The problem: Your task is to restate word for word the lines of the listing below that start at the one containing "Detect olive green cap." and run to the end; please add nothing.

[Data excerpts Boundary: Start]

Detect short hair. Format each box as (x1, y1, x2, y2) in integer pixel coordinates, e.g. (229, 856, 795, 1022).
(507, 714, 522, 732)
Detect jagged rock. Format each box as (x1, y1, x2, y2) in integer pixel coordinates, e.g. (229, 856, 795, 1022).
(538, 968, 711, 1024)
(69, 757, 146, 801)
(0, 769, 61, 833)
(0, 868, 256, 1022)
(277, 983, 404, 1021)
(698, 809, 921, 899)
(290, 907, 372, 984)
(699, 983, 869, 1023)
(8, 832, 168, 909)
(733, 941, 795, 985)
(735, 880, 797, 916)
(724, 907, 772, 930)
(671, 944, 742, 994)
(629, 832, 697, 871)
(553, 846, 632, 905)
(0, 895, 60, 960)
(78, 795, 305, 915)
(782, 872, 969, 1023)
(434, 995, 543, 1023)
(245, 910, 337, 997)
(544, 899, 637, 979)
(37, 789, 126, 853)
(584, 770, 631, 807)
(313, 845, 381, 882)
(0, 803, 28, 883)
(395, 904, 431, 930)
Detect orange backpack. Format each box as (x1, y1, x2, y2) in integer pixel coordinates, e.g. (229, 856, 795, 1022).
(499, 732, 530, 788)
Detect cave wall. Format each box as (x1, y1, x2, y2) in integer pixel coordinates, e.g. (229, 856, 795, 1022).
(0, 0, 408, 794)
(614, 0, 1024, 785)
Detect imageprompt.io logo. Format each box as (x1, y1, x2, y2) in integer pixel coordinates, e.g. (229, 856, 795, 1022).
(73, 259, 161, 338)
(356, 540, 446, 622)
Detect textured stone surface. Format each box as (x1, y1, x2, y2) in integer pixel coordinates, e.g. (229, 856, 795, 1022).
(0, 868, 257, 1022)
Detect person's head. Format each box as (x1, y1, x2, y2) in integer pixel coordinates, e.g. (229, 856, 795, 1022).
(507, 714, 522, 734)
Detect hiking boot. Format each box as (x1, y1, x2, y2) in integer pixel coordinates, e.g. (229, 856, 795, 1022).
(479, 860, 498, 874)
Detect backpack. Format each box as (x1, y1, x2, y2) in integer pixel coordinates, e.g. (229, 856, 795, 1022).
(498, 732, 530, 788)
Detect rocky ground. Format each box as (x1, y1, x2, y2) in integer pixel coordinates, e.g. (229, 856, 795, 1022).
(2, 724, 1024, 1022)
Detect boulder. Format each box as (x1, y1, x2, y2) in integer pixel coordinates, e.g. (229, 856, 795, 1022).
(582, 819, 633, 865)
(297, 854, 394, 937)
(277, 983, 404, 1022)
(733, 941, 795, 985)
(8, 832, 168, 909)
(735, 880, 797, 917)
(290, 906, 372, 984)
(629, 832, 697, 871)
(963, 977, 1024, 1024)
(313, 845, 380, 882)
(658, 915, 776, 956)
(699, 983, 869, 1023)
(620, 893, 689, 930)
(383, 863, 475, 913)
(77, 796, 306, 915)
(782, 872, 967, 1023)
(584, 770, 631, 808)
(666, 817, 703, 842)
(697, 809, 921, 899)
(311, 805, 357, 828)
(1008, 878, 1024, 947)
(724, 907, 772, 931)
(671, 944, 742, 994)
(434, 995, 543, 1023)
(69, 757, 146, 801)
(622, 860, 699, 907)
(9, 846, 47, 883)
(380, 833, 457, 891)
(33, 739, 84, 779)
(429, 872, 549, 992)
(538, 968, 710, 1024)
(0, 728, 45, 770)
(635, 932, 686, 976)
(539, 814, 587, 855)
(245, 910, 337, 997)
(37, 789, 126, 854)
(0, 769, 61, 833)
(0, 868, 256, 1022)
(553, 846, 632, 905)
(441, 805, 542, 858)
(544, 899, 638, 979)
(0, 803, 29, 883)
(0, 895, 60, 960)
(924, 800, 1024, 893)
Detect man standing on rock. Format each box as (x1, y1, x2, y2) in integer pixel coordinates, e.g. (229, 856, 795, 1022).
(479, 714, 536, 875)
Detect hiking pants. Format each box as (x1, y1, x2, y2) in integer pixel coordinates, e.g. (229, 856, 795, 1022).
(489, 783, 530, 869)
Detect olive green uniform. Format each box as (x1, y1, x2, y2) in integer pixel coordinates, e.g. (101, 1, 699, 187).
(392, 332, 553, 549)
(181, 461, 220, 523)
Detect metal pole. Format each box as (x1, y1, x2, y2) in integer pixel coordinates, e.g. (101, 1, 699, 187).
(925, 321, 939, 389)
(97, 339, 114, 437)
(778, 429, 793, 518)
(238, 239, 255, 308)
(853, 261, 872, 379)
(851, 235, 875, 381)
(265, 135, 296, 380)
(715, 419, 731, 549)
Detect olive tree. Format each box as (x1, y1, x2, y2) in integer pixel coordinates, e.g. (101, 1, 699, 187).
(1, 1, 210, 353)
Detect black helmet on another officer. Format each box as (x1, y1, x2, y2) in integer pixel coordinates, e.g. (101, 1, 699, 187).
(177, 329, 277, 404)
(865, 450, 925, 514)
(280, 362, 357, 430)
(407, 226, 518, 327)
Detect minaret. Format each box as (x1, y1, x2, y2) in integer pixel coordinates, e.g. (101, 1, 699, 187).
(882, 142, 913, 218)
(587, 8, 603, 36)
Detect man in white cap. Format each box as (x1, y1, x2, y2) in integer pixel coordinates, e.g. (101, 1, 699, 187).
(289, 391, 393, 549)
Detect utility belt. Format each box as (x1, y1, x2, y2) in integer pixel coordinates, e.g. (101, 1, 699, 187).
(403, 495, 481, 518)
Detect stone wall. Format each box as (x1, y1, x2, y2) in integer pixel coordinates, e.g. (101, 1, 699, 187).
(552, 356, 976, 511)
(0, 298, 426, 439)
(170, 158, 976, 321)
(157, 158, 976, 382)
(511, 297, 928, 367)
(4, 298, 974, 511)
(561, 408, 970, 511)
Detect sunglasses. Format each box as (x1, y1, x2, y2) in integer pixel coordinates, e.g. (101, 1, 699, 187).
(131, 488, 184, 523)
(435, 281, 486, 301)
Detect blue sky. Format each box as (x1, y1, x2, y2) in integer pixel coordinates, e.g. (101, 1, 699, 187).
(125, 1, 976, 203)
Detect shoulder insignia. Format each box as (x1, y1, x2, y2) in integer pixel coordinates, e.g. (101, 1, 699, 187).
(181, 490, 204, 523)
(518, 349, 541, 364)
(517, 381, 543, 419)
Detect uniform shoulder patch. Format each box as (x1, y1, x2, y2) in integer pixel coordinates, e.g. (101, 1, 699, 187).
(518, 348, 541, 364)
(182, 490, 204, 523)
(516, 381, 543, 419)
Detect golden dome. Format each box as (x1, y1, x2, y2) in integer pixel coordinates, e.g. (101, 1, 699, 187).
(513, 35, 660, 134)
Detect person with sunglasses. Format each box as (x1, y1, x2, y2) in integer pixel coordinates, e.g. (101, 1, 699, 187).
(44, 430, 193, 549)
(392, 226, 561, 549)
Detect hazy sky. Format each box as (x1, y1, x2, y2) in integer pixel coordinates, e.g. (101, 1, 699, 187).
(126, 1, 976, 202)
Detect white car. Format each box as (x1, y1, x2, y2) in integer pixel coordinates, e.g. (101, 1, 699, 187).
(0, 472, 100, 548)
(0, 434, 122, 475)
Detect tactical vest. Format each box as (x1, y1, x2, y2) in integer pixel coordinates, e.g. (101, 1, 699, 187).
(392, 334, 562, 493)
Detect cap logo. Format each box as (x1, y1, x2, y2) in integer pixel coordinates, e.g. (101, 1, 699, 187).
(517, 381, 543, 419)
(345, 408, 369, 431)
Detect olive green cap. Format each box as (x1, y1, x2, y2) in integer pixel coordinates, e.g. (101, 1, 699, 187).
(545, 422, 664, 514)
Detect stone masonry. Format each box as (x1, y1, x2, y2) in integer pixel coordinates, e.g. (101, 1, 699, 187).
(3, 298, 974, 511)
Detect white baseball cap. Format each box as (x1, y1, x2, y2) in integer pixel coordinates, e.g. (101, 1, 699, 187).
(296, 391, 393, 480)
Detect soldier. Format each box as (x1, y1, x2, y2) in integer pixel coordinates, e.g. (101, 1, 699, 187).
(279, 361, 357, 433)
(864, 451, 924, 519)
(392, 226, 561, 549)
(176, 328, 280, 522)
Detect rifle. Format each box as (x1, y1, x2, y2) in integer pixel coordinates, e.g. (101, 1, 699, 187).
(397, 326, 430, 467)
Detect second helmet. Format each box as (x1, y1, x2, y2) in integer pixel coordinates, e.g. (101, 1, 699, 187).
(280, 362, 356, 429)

[Data excerpts Boundary: End]

Result:
Detect olive green cap. Format each box as (x1, y1, x2, y2) in integer pixel coordinates, e.g. (101, 1, 699, 187).
(545, 422, 664, 514)
Detect stone masonry. Format each box as (x1, y1, x2, y2) in integer pixel coordinates, e.g. (101, 1, 699, 187).
(3, 298, 974, 511)
Detect white baseball cap. Format each box as (x1, y1, x2, y2) in integer pixel coordinates, e.g. (101, 1, 699, 187).
(296, 391, 393, 480)
Detect soldier. Format each box as (x1, y1, x2, y2) in integer pixel coordinates, e.g. (101, 1, 699, 187).
(279, 361, 357, 433)
(864, 451, 924, 519)
(392, 226, 561, 549)
(176, 328, 280, 522)
Detect rifle. Format each box as (x1, y1, x2, y2) in integer pixel coordinates, e.g. (101, 1, 699, 187).
(397, 326, 430, 467)
Detect second helmet. Format each box as (x1, y1, x2, y2) in integer pixel coordinates, e.g. (101, 1, 699, 187).
(280, 362, 356, 429)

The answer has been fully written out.